**YOUR INSTRUCTIONS:**
Reproduce each of the following rows word for word, in the same order.

-- Begin RECORDS FOR THIS EXERCISE --

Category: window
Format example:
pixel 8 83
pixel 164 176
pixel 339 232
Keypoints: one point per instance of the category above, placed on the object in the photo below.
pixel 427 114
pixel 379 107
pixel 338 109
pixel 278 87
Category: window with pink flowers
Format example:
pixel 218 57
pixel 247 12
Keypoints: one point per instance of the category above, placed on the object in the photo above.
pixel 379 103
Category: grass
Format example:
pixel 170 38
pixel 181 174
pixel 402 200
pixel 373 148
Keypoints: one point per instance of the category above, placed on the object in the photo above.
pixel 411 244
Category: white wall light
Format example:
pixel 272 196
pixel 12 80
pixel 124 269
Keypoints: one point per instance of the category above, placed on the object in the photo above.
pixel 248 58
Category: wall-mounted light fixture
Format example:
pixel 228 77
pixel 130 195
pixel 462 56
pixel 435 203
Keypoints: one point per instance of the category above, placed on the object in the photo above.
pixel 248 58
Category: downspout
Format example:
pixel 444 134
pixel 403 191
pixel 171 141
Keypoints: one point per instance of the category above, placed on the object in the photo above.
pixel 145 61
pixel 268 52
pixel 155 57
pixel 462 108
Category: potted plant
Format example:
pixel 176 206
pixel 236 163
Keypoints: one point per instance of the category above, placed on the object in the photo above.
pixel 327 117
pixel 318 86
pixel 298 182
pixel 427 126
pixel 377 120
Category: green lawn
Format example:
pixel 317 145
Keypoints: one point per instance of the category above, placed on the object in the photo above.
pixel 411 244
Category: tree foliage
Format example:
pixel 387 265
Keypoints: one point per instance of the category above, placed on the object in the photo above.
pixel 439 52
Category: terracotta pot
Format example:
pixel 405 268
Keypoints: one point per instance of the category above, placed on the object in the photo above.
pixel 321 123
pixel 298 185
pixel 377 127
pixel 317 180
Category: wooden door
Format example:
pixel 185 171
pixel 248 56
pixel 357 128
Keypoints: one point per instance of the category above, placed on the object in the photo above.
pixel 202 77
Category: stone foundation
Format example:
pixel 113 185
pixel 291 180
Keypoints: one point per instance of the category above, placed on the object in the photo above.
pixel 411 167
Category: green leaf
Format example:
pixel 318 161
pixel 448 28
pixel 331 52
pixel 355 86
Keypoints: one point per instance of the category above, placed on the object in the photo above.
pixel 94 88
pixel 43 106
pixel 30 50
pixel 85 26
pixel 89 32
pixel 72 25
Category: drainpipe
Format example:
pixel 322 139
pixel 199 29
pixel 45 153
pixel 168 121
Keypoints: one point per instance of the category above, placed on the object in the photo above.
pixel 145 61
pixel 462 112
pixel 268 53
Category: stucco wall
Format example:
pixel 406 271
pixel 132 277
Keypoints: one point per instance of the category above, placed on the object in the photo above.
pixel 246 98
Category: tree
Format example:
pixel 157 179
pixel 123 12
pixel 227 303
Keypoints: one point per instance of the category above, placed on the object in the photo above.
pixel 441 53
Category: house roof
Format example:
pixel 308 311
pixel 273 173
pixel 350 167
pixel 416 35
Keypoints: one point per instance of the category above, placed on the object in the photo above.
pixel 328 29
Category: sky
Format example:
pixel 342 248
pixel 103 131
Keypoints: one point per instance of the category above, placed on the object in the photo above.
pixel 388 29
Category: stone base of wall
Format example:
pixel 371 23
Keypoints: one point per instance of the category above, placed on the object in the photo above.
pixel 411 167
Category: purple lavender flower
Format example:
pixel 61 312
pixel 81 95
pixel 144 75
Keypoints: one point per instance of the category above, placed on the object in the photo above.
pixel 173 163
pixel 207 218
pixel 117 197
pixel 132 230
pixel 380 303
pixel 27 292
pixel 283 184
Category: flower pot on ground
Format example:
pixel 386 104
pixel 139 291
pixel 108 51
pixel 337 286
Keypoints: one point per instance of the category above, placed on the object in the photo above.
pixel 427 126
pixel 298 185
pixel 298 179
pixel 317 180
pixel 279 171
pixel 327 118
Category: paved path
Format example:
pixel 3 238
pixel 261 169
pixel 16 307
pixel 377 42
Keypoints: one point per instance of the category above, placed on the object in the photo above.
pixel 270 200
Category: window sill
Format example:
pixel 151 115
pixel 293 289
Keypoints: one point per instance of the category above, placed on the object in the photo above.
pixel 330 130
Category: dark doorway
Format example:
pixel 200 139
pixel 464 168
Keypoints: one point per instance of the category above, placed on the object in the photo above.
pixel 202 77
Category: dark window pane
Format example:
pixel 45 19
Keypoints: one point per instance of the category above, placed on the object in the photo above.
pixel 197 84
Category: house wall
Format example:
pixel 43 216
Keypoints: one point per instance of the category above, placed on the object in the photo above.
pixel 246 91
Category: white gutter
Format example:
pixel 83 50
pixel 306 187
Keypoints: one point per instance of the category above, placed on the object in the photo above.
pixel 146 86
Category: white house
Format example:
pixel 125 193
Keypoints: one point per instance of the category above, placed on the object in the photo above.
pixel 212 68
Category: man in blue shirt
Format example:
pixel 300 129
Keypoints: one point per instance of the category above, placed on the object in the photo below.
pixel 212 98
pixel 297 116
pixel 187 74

-- End RECORDS FOR THIS EXERCISE --

**SOLUTION FOR THIS TASK:**
Category: window
Format example:
pixel 8 83
pixel 164 176
pixel 339 232
Keypoints: one point per instance of the category above, placed on the object in the photo below.
pixel 427 114
pixel 379 107
pixel 338 109
pixel 278 87
Category: window with pink flowers
Format example:
pixel 218 57
pixel 247 12
Keypoints: one point per instance of the category above, placed on the object in the photo above.
pixel 379 103
Category: grass
Format example:
pixel 170 38
pixel 181 174
pixel 402 200
pixel 373 148
Keypoints: one point per instance of the category above, placed on the object in the photo above.
pixel 411 244
Category: white wall light
Format example:
pixel 272 196
pixel 12 80
pixel 124 269
Keypoints: one point per instance of the category above, placed on the object in the photo above.
pixel 248 58
Category: wall-mounted light fixture
Format example:
pixel 228 77
pixel 130 195
pixel 462 56
pixel 435 203
Keypoints: one point per instance of the category above, placed on the object in the photo above.
pixel 248 58
Category: downspout
Format example:
pixel 444 134
pixel 403 191
pixel 171 141
Keypoints: one point per instance of the category above, placed on the object in the photo above.
pixel 145 61
pixel 268 52
pixel 155 57
pixel 462 108
Category: potted plant
Format example:
pixel 176 206
pixel 236 163
Keypoints: one point per instance of the category above, placed on the object in the photo above.
pixel 327 117
pixel 318 86
pixel 298 182
pixel 427 126
pixel 377 120
Category: green lawn
Format example:
pixel 317 145
Keypoints: one point per instance of the category above, placed on the object in the photo above.
pixel 411 244
Category: tree foliage
Format example:
pixel 387 265
Keypoints: one point per instance of the category above, placed on the object in the photo above.
pixel 439 52
Category: terracotta pot
Format example:
pixel 405 268
Keypoints: one point per instance of the category above, placed on the object in the photo above.
pixel 321 123
pixel 298 185
pixel 377 127
pixel 317 180
Category: wooden door
Format example:
pixel 185 171
pixel 248 56
pixel 357 128
Keypoints: one point per instance of the category above, placed on the object in the photo above.
pixel 202 77
Category: stone foundation
Format example:
pixel 113 185
pixel 291 180
Keypoints: one point per instance of the category above, placed on the object in the photo above.
pixel 411 167
Category: green leaf
Format example:
pixel 318 161
pixel 448 28
pixel 331 52
pixel 355 86
Keypoints: one point per instance of the category above, placed on the object in the photo above.
pixel 94 88
pixel 43 106
pixel 30 50
pixel 85 26
pixel 89 32
pixel 72 25
Category: drainpipe
Format example:
pixel 322 139
pixel 199 29
pixel 45 153
pixel 168 121
Keypoints: one point per instance of the category above, placed on the object in the photo above.
pixel 145 61
pixel 462 112
pixel 268 53
Category: stucco wall
Format example:
pixel 406 271
pixel 132 277
Keypoints: one point per instance of the category above, placed on the object in the photo above.
pixel 246 98
Category: tree
Format example:
pixel 157 179
pixel 123 12
pixel 227 303
Keypoints: one point per instance of the category above, placed on the object in the photo above.
pixel 441 53
Category: house roof
Format example:
pixel 308 311
pixel 273 173
pixel 350 167
pixel 416 35
Keypoints: one point per instance of the category above, placed on the object in the photo above.
pixel 328 29
Category: sky
Format example:
pixel 342 248
pixel 103 131
Keypoints: one point per instance of the category above, placed on the object in the photo above.
pixel 388 29
Category: stone base of wall
Format example:
pixel 371 23
Keypoints: one point per instance of the category above, placed on the object in the photo above.
pixel 411 167
Category: purple lavender flower
Format example:
pixel 61 312
pixel 81 95
pixel 144 75
Keypoints: one point per instance of the category above, placed on the object in the photo above.
pixel 173 163
pixel 207 218
pixel 117 197
pixel 132 230
pixel 380 303
pixel 27 292
pixel 283 184
Category: flower pot on ground
Format example:
pixel 386 104
pixel 139 291
pixel 108 51
pixel 337 286
Keypoints: one point per instance of the category above, placed on the object in the photo above.
pixel 427 126
pixel 298 185
pixel 298 179
pixel 317 180
pixel 279 171
pixel 327 118
Category: paved path
Format example:
pixel 3 238
pixel 261 169
pixel 16 307
pixel 377 42
Keypoints: one point per instance of the category above, placed on the object in the photo above.
pixel 270 200
Category: window sill
Format example:
pixel 151 115
pixel 293 289
Keypoints: one point per instance of the category above, placed on the object in the photo above.
pixel 330 130
Category: dark doorway
Format example:
pixel 200 139
pixel 464 168
Keypoints: one point per instance of the category above, placed on the object in the photo above.
pixel 202 77
Category: dark window pane
Format example:
pixel 45 19
Keypoints: one point per instance of the category above, placed on the object in the photo above.
pixel 197 84
Category: house wall
Format example:
pixel 43 216
Keypoints: one point per instance of the category above, placed on the object in the photo above.
pixel 246 91
Category: white gutter
Format example:
pixel 83 50
pixel 306 187
Keypoints: one point per instance of the category above, placed on the object in the photo above.
pixel 146 86
Category: white house
Format example:
pixel 125 193
Keypoints: one point per instance of the category above, placed on the object in the photo above.
pixel 212 68
Category: man in blue shirt
Format example:
pixel 300 129
Keypoints: one point per instance of the category above, placed on the object in the photo below.
pixel 212 98
pixel 297 116
pixel 187 74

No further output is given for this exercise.